#### Given request A:
Please quote the post on privilege and activism between "I know that" and "communities may be.", inclusive.
#### Given request B:
According to the post on privilege and activism, why does the writer keep educating people about privilege even though it annoys the more ignorant anthropology students? Answer in one to three sentences.
#### Given request C:
Carry on the post on privilege and activism from its final sentence.
___ Page text
But now that I’m back (and writing about something important), I’ve started getting emails with subject lines like “Well young lady…” and tweets that read simply “white and privileged.”
Am I white and privileged? Absolutely. Do I acknowledge this and work to educate myself and others about how this privilege works (and endows those of us who benefit from it with moral imperative to fight against it)? Absolutely. To the eternal chagrin, I might add, of my more ignorant anthropology students, but college (and ethnography in particular) isn’t supposed to make you feel comfortable.
Like I said though: it’s been a while. And between the trolls and my new MacBook Pro, I had a meltdown this morning.
It wasn’t really about the trolls of course, or my guilt over having allowed my husband to buy me a $1,500 computer from a company that funnels billions through off shore accounts to avoid paying taxes, that uses children to mine the materials required for its phones, that had to install suicide-prevention nets outside of its factory windows and that perpetuates, perhaps more than any other company, the belief that your life will somehow be incomplete without its latest product so you’d better go out and wait in line for six hours to buy it…
It was not knowing how to pull back.
How do you stay abreast of what’s going on in the world without being depressed all the time?
How do you remain engaged once you’ve been “woke” without losing your mind?
How do you go back to not knowing?
How do you buy a freaking laptop without losing your mind over the ethics (or lack thereof) of doing so?
It’s my white privilege speaking now— I’ve had the ability to live in blissful ignorance for the better part of 31 years– but how do you stay angry, channel that anger for good, and keep it from consuming you?
I know that every activist in this history of the world has asked themselves these questions, and that I’ve only just dipped my toe in the waters at this point, but as my mom keeps telling me, there’s a reason why more people don’t bother to get involved in their communities, whatever those communities may be.
______
___ Material
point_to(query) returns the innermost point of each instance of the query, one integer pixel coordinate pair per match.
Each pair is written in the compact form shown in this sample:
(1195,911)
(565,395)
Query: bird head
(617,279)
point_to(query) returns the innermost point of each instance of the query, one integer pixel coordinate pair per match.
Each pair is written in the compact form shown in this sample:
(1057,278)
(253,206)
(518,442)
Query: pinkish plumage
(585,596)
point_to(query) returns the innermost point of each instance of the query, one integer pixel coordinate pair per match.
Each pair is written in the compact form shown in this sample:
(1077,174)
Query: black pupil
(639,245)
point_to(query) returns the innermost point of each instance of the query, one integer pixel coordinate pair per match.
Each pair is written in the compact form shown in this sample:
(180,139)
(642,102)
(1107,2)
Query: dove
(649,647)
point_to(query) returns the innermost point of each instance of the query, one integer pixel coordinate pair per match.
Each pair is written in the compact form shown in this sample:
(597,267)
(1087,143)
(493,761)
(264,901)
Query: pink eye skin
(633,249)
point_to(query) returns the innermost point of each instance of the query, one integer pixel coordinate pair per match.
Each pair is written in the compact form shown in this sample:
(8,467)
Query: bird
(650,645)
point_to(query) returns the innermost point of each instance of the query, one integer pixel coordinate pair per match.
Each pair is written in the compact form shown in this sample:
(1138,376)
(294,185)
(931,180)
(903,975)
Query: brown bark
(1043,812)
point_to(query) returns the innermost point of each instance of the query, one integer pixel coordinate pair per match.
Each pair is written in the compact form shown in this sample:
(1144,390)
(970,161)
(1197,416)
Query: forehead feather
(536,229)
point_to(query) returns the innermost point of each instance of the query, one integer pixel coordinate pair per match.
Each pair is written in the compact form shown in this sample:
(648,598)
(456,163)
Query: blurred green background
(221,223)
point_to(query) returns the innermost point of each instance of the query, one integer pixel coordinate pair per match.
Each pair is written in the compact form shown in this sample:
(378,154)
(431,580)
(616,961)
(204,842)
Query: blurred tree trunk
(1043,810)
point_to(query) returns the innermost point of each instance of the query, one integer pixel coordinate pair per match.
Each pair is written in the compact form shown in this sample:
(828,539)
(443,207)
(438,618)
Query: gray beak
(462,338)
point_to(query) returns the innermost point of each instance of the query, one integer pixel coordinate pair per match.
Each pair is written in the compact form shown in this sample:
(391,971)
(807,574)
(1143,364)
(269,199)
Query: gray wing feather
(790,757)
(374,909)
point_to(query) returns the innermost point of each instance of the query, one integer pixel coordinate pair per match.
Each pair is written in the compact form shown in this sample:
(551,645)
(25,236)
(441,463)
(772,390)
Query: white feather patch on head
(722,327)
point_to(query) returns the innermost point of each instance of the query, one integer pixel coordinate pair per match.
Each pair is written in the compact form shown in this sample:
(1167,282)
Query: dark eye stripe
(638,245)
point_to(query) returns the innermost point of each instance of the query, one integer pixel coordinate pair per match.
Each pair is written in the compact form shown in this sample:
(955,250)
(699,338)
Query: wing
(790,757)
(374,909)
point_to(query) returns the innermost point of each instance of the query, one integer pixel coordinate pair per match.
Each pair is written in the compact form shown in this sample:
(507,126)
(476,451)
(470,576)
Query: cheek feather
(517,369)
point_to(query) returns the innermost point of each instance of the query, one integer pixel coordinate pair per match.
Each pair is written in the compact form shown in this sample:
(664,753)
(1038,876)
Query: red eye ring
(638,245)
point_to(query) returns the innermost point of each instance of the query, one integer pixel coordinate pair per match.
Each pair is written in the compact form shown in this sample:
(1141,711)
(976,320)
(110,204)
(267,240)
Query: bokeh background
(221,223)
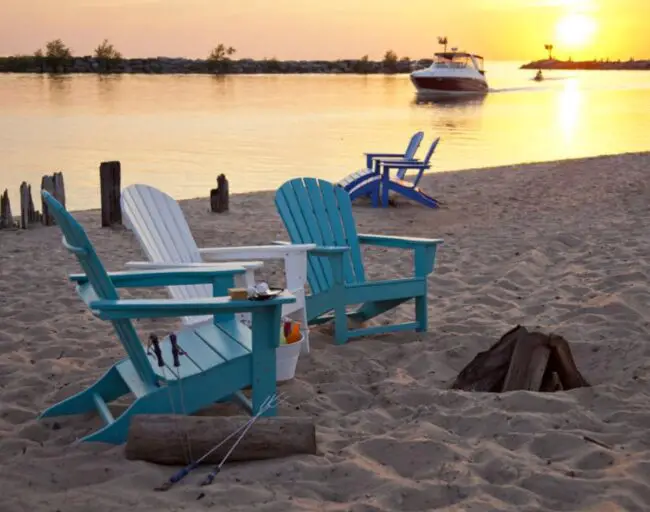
______
#### Response A:
I know that every activist in this history of the world has asked themselves these questions, and that I’ve only just dipped my toe in the waters at this point, but as my mom keeps telling me, there’s a reason why more people don’t bother to get involved in their communities, whatever those communities may be.

#### Response B:
The writer says college, and ethnography in particular, isn't supposed to make you feel comfortable. So the students' chagrin is no reason to stop.

#### Response C:
Why? Because it’s hard.
I was a freshman in high school the year that the phrase “hanging chads” entered the American consciousness. No on had ever even heard of a chad before the 2000 presidential race, which sent George W. Bush to the White House with a slim victory of 537 votes (out of almost 6 million cast).
I was taking a drama class with a group homeschoolers at the time, most of whom were Evangelical Christians.
I, for the record, was not nor have I ever been an Evangelical Christian, but the church (being the church) had one thing over the crunchy, granola eating type of homeschoolers: they were organized. And they offered some great extra curricular programs that gave me the chance to beef up my transcript while mingling with kids my own age.
Our instructor was a middle aged woman. Republican to the core, she used to begin each class with a prayer: Lord, let the recount in Florida lead your servant, George W. Bush to victory!
The recount went on for several weeks and my classmates prayed the same prayer every each time our class met. I, on the other hand, crossed my fingers behind my back when it came time to say “Amen.”
One week, our instructor did a dramatic reading of First Corinthians but she turned the traditionally sweet-but-sappy wedding staple on its head. “I’m envisioning myself as a politician,” she told us. “Someone like Hillary Clinton.”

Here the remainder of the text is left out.